### TUGAS ANDA
**a.** Ringkaslah artikel tentang penetapan awal Ramadhan 1435 H dalam dua kalimat.
**b.** Kumpulkan setiap baris dalam catatan yang memuat kata "tile".

### DOKUMEN SUMBER
═══
Lagi, Galau Menyambut Ramadhan 1435 H

oleh

Muhammad-Nasril_okOleh: Muhammad Nasril, Lc. MA *

Sekarang kita berada pada pertengah Sya’ban, artinya sebentar lagi kita akan menyambut tamu agung yaitu bulan Ramdhan. Menjelang datangnya bulan Ramadhan, sudah sering terjadi terjadi perdebatan di kalangan mahasiswa, ormas dan masyakarat umum terhadap permasalahan perbedaan dalam  penetapan awal Ramadhan. Seperti pada Ramadhan tahun 2013 atau 1434 H lalu, terjadi perbedaan awal Ramadhan antara ormas dengan pemerintah, ormas mengumumkan awal Ramadhan pada tanggal 09 Juli 2013, sedangkan pemerintah memutuskan awal Ramadhan 10 juli 2013, keputusan ini diambil melalui sidang itsbat yang dipimpin oleh Kementerian Agama.

Untuk tahun ini, Kemungkinan besar akan terjadi perbedaan seperti biasanya dalam penentuan awal Ramadhan 1435 H, seperti yang diberitakan sebuah media cetak di Aceh ”Organisasi kemasyarakatan islam Muhammadiyah dan Nahdatul Ulama (NU) akan berbeda lagi dalam mengawali Ramadhan 1435 Hijriah. Muhammadiyah sudah menetapkan pada 28 Juni 2014, sedangkan NU memperkirakan pada 29 juni 2014.  (Serambi Indonesia, Senin 2 Juni 2014)

Perbedaan metode dalam penetapan awal Ramadhan, sehingga melahirkan perbedaan hasil penetapan awal Ramadhan. Ormas Muhammadiyah menggunakan sistem metode Hisab dengan kriteria Wujud hilal, yang sering disebut juga dengan konsep “ijtimak qablal ghurub, sedangkan organisasi NU menggunakan metode Rukyah al-Hilal,  adapun  pemerintah dengan menggunakan metode penggabungan Hisab dan rukyat dengan kriteria Imkanu al-Rukyah “Penanggalan Hijriyah Standard Empat Negara Asean, yang ditetapkan berdasarkan Musyawarah Menteri-menteri Agama Brunei Darussalam, Indonesia, Malaysia, dan Singapura (MABIMS) merumuskan kriteria yang disebut “Imkanur Rukyah” dan dipakai secara resmi untuk penentuan awal bulan Hijriyah pada Kalender Resmi Pemerintah” (Alfirdaus putra Sekretaris  Bitlitbang Badan Hisab dan Rukyat Aceh). Metode ini untuk menjembatani perbedaan yang sering terjadi di Indonesia. Namun langkah yang ditempuh oleh pemerintah ini belum memberikan solusi yang tepat untuk  menjawab dan menghilangkan perbedaan penetapan awal ramadhan dalam masyarakat, sehingga meninggalkan kebingungan “galau” bagi masyarakat.
═══
### DATA
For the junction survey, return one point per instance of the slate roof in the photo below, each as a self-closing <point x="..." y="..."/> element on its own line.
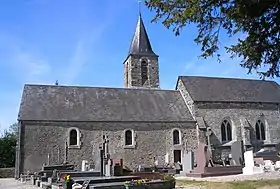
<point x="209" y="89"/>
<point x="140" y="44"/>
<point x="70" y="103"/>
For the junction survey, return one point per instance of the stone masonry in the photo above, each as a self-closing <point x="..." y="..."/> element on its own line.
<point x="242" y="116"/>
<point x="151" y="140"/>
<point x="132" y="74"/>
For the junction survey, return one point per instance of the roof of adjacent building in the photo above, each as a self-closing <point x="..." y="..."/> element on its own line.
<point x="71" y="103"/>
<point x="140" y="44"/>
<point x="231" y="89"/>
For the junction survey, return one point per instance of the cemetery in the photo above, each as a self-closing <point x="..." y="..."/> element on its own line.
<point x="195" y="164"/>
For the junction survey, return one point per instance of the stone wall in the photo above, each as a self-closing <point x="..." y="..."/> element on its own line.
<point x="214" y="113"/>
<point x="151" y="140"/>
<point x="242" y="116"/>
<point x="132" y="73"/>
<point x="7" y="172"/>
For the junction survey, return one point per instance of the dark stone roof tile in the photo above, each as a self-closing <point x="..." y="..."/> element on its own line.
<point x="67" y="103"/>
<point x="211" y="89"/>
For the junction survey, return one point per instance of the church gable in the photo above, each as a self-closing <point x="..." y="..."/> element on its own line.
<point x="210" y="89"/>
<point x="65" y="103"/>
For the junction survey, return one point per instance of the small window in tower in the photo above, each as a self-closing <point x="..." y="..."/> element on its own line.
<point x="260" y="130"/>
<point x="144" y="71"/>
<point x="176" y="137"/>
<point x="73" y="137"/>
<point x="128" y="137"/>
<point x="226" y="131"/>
═══
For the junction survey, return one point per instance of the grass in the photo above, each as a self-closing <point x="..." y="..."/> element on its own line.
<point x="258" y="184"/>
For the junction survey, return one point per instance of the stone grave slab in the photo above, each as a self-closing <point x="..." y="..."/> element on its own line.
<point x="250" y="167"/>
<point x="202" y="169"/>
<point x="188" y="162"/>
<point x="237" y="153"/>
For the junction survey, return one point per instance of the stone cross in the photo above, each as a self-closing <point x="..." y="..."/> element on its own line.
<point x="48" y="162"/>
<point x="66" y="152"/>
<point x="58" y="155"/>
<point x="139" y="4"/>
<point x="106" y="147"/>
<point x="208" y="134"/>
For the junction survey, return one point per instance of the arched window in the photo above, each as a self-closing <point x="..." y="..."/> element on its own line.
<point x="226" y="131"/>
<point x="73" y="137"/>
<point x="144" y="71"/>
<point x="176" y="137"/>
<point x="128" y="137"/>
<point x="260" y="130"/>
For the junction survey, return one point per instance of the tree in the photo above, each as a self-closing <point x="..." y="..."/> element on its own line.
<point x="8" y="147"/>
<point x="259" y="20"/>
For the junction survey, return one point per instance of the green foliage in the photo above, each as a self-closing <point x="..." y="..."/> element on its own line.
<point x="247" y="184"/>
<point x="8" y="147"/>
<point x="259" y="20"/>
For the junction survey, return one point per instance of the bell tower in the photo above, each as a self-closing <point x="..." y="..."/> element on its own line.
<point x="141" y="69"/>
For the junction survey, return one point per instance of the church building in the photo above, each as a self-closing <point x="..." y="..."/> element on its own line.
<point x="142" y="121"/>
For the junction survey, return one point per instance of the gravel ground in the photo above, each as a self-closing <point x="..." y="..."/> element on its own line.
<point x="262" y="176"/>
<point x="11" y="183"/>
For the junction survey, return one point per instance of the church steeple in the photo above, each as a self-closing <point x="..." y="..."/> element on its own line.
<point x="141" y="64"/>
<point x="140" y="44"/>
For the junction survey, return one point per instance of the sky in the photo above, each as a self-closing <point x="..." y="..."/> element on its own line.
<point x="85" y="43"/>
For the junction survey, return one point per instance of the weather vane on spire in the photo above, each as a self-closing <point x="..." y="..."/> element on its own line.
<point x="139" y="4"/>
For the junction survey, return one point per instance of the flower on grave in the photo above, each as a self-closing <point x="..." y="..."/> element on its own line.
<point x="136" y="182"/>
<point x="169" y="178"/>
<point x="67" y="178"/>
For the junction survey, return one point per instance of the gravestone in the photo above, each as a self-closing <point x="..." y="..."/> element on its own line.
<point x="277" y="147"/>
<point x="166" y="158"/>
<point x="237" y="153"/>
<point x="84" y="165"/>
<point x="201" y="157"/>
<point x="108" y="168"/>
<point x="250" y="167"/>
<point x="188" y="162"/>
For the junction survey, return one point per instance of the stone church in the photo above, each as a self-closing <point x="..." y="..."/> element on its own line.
═══
### JAWABAN PER TUGAS
**a.** Menjelang Ramadhan sering terjadi perdebatan soal perbedaan penetapan awal Ramadhan, dan untuk 1435 H Muhammadiyah sudah menetapkan 28 Juni 2014, sedangkan NU memperkirakan 29 Juni 2014. Perbedaan itu lahir dari perbedaan metode, yakni Muhammadiyah memakai hisab dengan kriteria wujud hilal, NU memakai rukyah al-hilal, dan pemerintah menggabungkan hisab dan rukyat dengan kriteria imkanur rukyah, tetapi langkah pemerintah ini belum menghilangkan perbedaan sehingga masyarakat dibuat bingung.

**b.**
For the junction survey, return one point per instance of the dark stone roof tile in the photo above, each as a self-closing <point x="..." y="..."/> element on its own line.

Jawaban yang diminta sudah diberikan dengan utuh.